#### Tâches à réaliser:
(a) Répondez à ces questions sur l'article consacré à l'approche par compétences :
(i) Avec quel partenaire Campus Matin a-t-il organisé le webinaire ?
(ii) Combien d'experts ont été réunis lors de ce webinaire ?
(iii) Qu'est-ce que la mise en œuvre d'une approche par compétences dans les formations universitaires suppose de réécrire ?
(b) Poursuivez, s'il vous plaît, l'article sur l'approche par compétences à partir de sa dernière phrase.

#### Extrait à lire:
----------

[Replay] Quels défis relever pour mettre en œuvre l’approche par compétences ?

Prévue dans les textes réglementaires depuis plusieurs années, l’approche par compétences se développe timidement dans les établissements du supérieur français en raison de nombreux freins. Pour faciliter sa mise en œuvre, Campus Matin et son partenaire le Réseau des Inspé, ont réuni jeudi 9 décembre quatre experts du sujet lors d’un webinaire. Synthèse.

Cycle : Campus Matin

Souvent affichée, la volonté de mettre en œuvre une approche par compétences dans les formations universitaires suppose la réécriture des référentiels de formation. Pas si simple dans de nombreux établissements du supérieur confrontés à des blocages !

L’approche par compétences, késako ?

Définition de l’approche par compétences

Sophie Kennel est VP de l’Unistra. - © Unistra
Sophie Kennel est VP de l’Unistra. - © Unistra

« L’approche par compétences, c’est une méthode de conception des programmes de formation, une méthode de mise en œuvre des modalités de cette formation, une méthode d’évaluation et de certification des compétences que doivent développer les étudiants pour leur insertion professionnelle et sociale », commence Sophie Kennel, vice-présidente déléguée à la transformation pédagogique et directrice de l’Institut de développement et d’innovation pédagogiques de l’Université de Strasbourg.

----------

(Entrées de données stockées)
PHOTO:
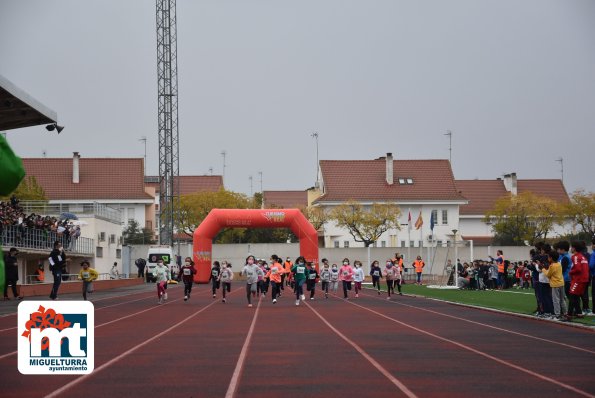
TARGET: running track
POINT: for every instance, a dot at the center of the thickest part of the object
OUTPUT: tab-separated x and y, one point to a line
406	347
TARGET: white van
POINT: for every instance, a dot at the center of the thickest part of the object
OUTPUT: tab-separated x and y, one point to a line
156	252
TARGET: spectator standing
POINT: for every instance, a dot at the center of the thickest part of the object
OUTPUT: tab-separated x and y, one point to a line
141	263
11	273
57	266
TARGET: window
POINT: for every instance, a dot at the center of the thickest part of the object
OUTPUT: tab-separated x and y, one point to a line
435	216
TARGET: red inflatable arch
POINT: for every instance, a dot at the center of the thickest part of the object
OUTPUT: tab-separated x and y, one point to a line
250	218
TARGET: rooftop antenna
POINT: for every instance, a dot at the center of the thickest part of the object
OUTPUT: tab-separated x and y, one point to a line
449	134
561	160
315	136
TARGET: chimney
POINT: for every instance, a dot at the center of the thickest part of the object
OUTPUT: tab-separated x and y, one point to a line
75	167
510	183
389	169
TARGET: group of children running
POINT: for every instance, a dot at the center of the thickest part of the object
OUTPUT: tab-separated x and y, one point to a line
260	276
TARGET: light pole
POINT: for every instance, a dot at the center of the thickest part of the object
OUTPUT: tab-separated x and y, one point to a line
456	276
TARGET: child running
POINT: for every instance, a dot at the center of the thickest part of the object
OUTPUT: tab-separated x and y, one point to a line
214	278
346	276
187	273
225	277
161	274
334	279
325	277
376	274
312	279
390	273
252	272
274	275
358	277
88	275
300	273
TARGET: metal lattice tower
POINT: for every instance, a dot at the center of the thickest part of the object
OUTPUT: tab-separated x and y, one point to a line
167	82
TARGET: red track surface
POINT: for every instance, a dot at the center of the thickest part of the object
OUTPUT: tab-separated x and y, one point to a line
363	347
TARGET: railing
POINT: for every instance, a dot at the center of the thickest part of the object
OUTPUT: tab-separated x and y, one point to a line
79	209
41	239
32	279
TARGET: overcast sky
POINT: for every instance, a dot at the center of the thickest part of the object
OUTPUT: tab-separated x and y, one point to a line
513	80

----------

#### Réponses ci-dessous:
(a)
(i) Le Réseau des Inspé.
(ii) Quatre experts.
(iii) Les référentiels de formation.

(b)
Mais que recouvre la notion de compétence ? Tous les interlocuteurs de ce webinaire s’entendent sur la définition du chercheur Jacques Tardif (Université de Sherbrooke au Québec) qui considère la compétence comme un « savoir agir complexe », soit bien plus qu’une juxtaposition de savoir-faire et de savoir-être.

« Les compétences ne sont pas opposées aux connaissances : maitriser un savoir et le mettre en application dans une situation de savoir agile complexe est fondamental », souligne Lynne Franjié, directrice du département d’évaluation des formations du Haut Conseil de l’évaluation de la recherche et de l’enseignement supérieur (Hcéres) et ancienne vice-présidente de l’Université de Lille.

Objectifs de cette approche par compétences : rendre les étudiants acteurs de leur apprentissage, et améliorer leur insertion professionnelle, grâce à une meilleure lisibilité de leurs acquis par les employeurs.

La France, en retard dans cette démarche ?

Lynne Franjié est directrice d’un département du Hcéres. - © D.R.
Lynne Franjié est directrice d’un département du Hcéres. - © D.R.

« Si l’approche par compétences est prévue dans les textes réglementaires depuis près de 20 ans, nous sommes encore dans une approche titubante. Nous avons longtemps opposé dans les évaluations, la formation initiale qui n’était pas concernée par l’approche par compétences, et la formation continue qui devait l’être », constate Lynne Franjié.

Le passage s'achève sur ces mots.